===== Texte fourni =====

• Dans la brouette

    Atelier van Lieshout

    Woman in wheelbarrow

    2006

    Galerie Bob van Orsouw

    FIAC 2008

    Crédit Photo Anthropia 

     

    Pour commencer, une des raisons de l'infratexte de l'art contemporain, c'est de donner les bases sur lesquelles travaille l'artiste, on n'en a moins besoin pour l'art des siècles précédents, parce que l'infratexte est diffus dans la société, on sait tous des choses sur Giotto, sur Van Gogh, et donc on n'a moins besoin d'apprendre. Pour l'art contemporain, chaque artiste postule ses présupposés, et l'observateur tente de voir ce qui représente un pas en avant, un pas intéressant, soit parce que c'est nouveau, soit parce que c'est émouvant ou drôle, que cela travaille sur le support, sur la surface, sur le concept, sur le temps, etc.

    Dans l'atelier van Lieshout, dont j'ai déjà montré une oeuvre, un bébé sur le sol, aller sur Art contemporain p.2 in Shaking baby, ce qui me touche c'est le choix d'une matière durable, ici la céramique (avec le risque d'échec à la cuisson) pour une oeuvre légère, humoristique. Je suis touchée par ce rapport entre le dur et l'anecdotique.

    Parce que plantant une situation incongrue, un nu dans une brouette, on pense bien sûr au déjeuner sur l'herbe, un nu en extérieur.

    Je suis aussi touchée par le rapport entre la fermeture de la femme (céramique sans vagin) et l'aspect offert de son corps, on est confronté à une sorte d'impasse relationnelle, une femme offerte et fermée à la fois, et peut-être cela a-t-il à voir avec la posture moderne de ces femmes "impossibles", celles des pubs qu'on a tant transformées, rallongeant le cou, restructurant le visage, qu'on ne saurait en trouver une telle quelle dans la réalité.

    C'est aussi le corps nu qui renvoie à la sexualité apparemment facile, mais les gens n'ont jamais autant crevé de solitude, ouverture/fermeture.

    Et puis ce corps-là, c'est un corps fantôme, un corps de poupée barbie, sans sexe, sans poil, et le pire sans visage, c'est une ébauche de corps virtuel.

    Un art contemporain qui amène à réfléchir, c'est ce que j'aime.

     

     


     


  • Commentaires

    1
    yannick G
    Mercredi 11 Février 2009 à 10:54
    Ce n'est pas
    ma position préférée... Ben quoi, ce n'est pas à cela que se ramène et résume le fameux/fumeux concept de cet artiste... Ah bon ? yG ps: Wolinski en aurait fait un gribouillage en cinq secondes, il m'aurait peut-être, je dis bien peut-être, arraché un quart de sourire, mais là, devant tant d'heures de réalisation, le décalage tombe pour moi à plat, les bras m'en tombent et je détourne mon attention en une demi seconde. C'est tout le problème que j'ai avec une certaine approche de l'art contemporain, le concept m'apparait si "faible", si peu "éclairant", une blague pour pissotière, que je me demande encore pourquoi les artistes en appellent toujours au "concept" pour initier ou légitimer leur travail. Certes, cette œuvre aurait pu s'intituler, ceci n'est pas une femme faisant la brouette... mais c'est alors Magritte qui m'en aurait historiquement détourné. Expliques moi Anthropia, pourquoi elle t'interpelle, stp.

===== Extraits d'enregistrements =====

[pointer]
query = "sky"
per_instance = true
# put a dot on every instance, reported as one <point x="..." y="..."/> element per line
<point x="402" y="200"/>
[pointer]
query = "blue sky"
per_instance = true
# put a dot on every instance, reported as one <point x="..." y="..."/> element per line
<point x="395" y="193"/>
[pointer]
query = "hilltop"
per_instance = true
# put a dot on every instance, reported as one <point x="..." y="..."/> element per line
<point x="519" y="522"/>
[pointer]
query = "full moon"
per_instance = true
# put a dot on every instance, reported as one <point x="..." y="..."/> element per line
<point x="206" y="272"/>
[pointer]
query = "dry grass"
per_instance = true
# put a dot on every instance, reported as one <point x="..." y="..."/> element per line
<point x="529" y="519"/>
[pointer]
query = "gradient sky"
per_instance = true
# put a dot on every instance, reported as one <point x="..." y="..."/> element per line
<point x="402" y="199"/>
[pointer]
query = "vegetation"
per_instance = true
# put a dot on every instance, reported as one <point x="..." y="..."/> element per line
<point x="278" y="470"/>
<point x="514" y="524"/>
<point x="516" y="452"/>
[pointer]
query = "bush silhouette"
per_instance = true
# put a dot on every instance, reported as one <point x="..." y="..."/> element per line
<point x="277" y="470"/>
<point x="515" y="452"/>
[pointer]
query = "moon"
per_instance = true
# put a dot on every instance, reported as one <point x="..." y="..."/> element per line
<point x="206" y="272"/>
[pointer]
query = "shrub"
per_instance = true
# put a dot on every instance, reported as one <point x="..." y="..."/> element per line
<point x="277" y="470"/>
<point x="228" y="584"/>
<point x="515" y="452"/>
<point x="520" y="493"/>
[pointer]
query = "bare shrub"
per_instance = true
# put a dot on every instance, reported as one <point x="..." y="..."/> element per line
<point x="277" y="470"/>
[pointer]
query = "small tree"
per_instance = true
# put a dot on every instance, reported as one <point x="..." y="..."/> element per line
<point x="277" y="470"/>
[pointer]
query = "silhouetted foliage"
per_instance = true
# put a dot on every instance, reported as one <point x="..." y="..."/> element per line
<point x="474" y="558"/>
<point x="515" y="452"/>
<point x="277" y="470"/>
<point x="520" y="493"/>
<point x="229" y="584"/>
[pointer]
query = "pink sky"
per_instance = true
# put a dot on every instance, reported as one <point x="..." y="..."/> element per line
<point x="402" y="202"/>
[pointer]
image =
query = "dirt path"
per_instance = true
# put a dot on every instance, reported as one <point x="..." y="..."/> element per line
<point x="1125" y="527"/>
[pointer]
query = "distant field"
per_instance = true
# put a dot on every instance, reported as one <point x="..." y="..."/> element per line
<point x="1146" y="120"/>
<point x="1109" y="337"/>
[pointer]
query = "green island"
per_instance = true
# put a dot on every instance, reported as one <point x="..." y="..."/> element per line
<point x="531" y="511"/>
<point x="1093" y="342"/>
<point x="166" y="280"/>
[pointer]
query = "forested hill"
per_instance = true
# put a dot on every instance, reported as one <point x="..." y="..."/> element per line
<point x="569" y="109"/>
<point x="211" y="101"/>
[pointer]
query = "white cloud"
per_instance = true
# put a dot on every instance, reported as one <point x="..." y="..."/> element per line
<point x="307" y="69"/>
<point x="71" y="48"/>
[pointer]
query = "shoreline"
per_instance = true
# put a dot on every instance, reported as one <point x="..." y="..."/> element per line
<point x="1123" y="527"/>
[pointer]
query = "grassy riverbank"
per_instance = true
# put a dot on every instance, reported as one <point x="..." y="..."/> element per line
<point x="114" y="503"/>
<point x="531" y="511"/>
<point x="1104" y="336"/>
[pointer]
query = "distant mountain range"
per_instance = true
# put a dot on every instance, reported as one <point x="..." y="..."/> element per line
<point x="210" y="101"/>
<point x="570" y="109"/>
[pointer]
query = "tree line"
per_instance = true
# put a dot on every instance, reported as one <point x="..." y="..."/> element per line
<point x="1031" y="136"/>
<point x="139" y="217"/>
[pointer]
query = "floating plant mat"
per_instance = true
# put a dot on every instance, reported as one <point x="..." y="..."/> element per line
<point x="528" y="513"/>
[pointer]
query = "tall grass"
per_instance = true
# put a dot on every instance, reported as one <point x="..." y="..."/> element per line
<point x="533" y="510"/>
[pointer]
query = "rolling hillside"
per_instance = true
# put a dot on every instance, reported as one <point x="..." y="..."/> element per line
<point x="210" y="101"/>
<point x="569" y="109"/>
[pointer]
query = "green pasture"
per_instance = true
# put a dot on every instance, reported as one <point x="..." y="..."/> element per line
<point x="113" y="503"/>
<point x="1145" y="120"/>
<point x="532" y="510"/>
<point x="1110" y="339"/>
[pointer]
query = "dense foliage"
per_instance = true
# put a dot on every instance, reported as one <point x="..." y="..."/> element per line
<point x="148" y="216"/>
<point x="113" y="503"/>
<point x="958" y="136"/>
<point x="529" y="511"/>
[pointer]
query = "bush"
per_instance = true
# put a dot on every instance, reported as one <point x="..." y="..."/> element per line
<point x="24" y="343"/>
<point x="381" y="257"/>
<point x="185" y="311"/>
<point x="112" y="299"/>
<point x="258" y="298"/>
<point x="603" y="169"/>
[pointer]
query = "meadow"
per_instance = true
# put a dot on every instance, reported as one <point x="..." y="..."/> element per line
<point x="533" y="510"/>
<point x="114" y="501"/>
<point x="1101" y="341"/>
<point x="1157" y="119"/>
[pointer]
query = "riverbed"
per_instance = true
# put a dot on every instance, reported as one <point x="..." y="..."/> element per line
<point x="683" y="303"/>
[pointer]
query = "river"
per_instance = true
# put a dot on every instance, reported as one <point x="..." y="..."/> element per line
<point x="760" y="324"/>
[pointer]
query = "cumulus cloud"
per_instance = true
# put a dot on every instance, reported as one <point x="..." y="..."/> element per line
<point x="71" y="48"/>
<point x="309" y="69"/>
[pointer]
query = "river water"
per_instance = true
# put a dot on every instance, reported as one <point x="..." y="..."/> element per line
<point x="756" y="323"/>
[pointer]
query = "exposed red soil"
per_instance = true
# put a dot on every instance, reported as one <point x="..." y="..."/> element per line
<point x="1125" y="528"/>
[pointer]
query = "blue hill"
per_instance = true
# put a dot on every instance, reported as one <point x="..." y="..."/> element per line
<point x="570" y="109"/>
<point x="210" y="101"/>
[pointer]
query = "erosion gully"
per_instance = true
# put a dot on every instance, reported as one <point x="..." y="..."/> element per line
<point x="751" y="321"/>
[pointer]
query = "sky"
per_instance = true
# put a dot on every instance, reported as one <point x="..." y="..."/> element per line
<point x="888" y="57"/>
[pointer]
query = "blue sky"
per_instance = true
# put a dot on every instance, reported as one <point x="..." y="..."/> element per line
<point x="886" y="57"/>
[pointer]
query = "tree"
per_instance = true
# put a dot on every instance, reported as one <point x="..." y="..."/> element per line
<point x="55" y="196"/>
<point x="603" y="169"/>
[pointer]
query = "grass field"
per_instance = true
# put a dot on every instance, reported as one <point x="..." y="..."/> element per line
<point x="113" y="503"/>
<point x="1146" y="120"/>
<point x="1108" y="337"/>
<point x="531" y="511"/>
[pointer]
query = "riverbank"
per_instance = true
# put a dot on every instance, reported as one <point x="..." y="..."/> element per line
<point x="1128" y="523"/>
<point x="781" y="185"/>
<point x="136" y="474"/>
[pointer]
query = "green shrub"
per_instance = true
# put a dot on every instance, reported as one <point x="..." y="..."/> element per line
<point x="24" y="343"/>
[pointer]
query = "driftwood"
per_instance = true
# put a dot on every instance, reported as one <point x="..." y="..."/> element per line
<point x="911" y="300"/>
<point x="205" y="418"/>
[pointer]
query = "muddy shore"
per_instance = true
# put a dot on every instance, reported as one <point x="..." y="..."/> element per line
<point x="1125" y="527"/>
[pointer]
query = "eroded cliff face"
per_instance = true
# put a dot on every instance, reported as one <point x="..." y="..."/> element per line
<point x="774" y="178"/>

=====

▸ Objectif
Reproduisez fidèlement le passage du texte fourni qui commence par « Pour commencer, une » et se termine par « le temps, etc. ». Appuyez-vous uniquement sur le texte fourni.

▸ Corrigé
Pour commencer, une des raisons de l'infratexte de l'art contemporain, c'est de donner les bases sur lesquelles travaille l'artiste, on n'en a moins besoin pour l'art des siècles précédents, parce que l'infratexte est diffus dans la société, on sait tous des choses sur Giotto, sur Van Gogh, et donc on n'a moins besoin d'apprendre. Pour l'art contemporain, chaque artiste postule ses présupposés, et l'observateur tente de voir ce qui représente un pas en avant, un pas intéressant, soit parce que c'est nouveau, soit parce que c'est émouvant ou drôle, que cela travaille sur le support, sur la surface, sur le concept, sur le temps, etc.